CDC STATEMENT FOR RELEASE
5:00 p.m EST,
Tuesday November 19, 1996
Contact: Tammy Nunnally
(404) 639-8895

Statement from Helene Gayle, M.D., M.P.H.,
Director of CDC's National Center for HIV, STD, and TB Prevention

The U.S. has made progress in STD prevention and rates of syphilis and gonorrhea have now been brought to historic lows. Yet, rates of STDs in the U.S. are still as much as 50-100 times higher than those in other industrialized nations. STDs have a tremendous impact on the health of adolescents and young adults, and their complications for woman and infants are severe and costly. For women, STDs can lead to pelvic inflammatory disease (PID), potentially fatal ectopic pregnancies, infertility, and cancer of the reproductive tract. For infants infected by their mothers, STDs can result in irreversible physical deformities, mental retardation, and death.

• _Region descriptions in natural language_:
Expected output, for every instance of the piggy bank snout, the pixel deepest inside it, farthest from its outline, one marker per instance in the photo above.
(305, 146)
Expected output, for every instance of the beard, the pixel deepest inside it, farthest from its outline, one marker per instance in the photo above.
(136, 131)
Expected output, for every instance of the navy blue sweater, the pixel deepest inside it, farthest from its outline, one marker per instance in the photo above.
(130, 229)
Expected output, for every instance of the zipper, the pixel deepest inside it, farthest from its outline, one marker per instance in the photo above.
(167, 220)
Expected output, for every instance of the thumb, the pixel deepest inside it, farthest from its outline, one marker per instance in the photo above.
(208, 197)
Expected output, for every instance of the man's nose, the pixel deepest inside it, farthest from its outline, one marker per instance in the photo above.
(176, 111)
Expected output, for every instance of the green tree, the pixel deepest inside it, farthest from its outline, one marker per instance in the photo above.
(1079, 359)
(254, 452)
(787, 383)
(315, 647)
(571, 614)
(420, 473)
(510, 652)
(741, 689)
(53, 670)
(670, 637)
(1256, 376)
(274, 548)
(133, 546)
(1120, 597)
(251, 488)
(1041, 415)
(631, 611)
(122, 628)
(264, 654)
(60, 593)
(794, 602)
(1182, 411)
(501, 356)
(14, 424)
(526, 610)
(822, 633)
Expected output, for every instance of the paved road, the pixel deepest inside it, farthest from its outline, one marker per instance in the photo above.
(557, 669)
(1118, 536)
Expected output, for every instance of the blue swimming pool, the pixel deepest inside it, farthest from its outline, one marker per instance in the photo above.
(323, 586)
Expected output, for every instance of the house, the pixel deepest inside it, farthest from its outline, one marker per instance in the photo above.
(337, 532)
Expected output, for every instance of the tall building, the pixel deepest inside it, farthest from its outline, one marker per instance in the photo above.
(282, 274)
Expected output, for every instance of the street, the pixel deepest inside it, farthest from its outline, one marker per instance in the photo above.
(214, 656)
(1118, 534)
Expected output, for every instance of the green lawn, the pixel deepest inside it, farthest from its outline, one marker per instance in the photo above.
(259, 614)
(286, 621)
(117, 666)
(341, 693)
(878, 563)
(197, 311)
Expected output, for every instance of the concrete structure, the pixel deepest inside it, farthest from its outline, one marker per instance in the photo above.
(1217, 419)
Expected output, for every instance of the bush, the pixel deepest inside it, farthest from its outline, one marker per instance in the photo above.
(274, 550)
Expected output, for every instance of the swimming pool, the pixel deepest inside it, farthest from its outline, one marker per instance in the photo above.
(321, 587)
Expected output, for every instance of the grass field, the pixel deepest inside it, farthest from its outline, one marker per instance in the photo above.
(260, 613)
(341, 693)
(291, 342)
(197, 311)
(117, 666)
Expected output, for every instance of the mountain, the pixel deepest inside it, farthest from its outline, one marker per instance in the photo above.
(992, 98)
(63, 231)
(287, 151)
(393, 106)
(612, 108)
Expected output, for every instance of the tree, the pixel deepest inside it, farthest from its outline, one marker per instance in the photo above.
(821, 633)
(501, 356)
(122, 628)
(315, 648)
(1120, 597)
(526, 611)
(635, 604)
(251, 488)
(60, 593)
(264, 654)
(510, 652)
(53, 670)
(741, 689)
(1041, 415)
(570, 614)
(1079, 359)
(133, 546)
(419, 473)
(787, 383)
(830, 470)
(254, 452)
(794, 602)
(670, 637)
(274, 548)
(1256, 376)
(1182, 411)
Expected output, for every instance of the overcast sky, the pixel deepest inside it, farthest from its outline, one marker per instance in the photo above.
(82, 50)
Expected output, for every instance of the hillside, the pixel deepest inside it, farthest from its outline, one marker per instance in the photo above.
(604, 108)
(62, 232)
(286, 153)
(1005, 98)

• _WHAT TO WORK ON_:
• 1. Copy out the portion of the CDC statement on STD prevention starting with "The U.S. has" and going on through "retardation, and death.".
• 2. Answer these questions using the CDC statement on STD prevention:
(a) Who is named as the contact for the statement?
(b) Which two STDs are said to have been brought to historic lows?
(c) How much higher are U.S. STD rates than those in other industrialized nations?
• 3. Write what comes next in the CDC statement on STD prevention, picking up after its final sentence.

• _PER-TASK ANSWERS_:
• 1.
The U.S. has made progress in STD prevention and rates of syphilis and gonorrhea have now been brought to historic lows. Yet, rates of STDs in the U.S. are still as much as 50-100 times higher than those in other industrialized nations. STDs have a tremendous impact on the health of adolescents and young adults, and their complications for woman and infants are severe and costly. For women, STDs can lead to pelvic inflammatory disease (PID), potentially fatal ectopic pregnancies, infertility, and cancer of the reproductive tract. For infants infected by their mothers, STDs can result in irreversible physical deformities, mental retardation, and death.

• 2.
(a) Tammy Nunnally
(b) Syphilis and gonorrhea
(c) As much as 50–100 times higher

• 3.
Early detection and treatment for chlamydia and gonorrhea can prevent the majority of women who are already infected from developing these serious complications. Moreover, early treatment for these and other STDs (including HIV infection in pregnant women), can prevent or reduce transmission of these infections both from infected mothers to infants and to other individuals. We must focus energy and resources to strengthen programs for early detection and treatment of STDs, including HIV. Ensuring access to STD treatment through both public clinics and private providers will be critical to reducing the disparities in STD rates among Americans. For too long, people have been turned away from needed treatment because public clinics do not have the staffing and other resources to serve all those who need care. At the same time, private health care providers do not always recognize the need to offer counseling or screening to young people who may have asymptomatic STDs.

STDs also play an important role in the sexual transmission of HIV infection. HIV clearly walks in the footsteps of other STDs. The behaviors that put people at risk for HIV, also place them at risk for over 20 other diseases that can be transmitted sexually. And we have strong scientific evidence that other STDs increase the likelihood of both becoming infected with HIV and of transmitting HIV infection to others. Our challenge is to create a synergy between approaches to STD and HIV prevention that will break these deadly ties and bring both epidemics under control.

Behavior change approaches that have proven effective in HIV prevention should be applied to prevent all STDs, and STD treatment must clearly play a key role in HIV prevention. The challenge will be for communities to strengthen both approaches with limited resources.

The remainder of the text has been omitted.